## TASK DESCRIPTION:
Convert each line of the rows below into a Markdown table with two columns, No. and Text, putting the line's number in No. and the line itself in Text. Leave out any blank lines.

## SOURCE RECORDS:
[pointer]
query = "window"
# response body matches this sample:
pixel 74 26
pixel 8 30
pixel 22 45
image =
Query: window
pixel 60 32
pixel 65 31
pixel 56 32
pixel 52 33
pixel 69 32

## SOLUTION TO THE EXERCISE:
| No. | Text |
|---|---|
| 1 | [pointer] |
| 2 | query = "window" |
| 3 | # response body matches this sample: |
| 4 | pixel 74 26 |
| 5 | pixel 8 30 |
| 6 | pixel 22 45 |
| 7 | image = |
| 8 | Query: window |
| 9 | pixel 60 32 |
| 10 | pixel 65 31 |
| 11 | pixel 56 32 |
| 12 | pixel 52 33 |
| 13 | pixel 69 32 |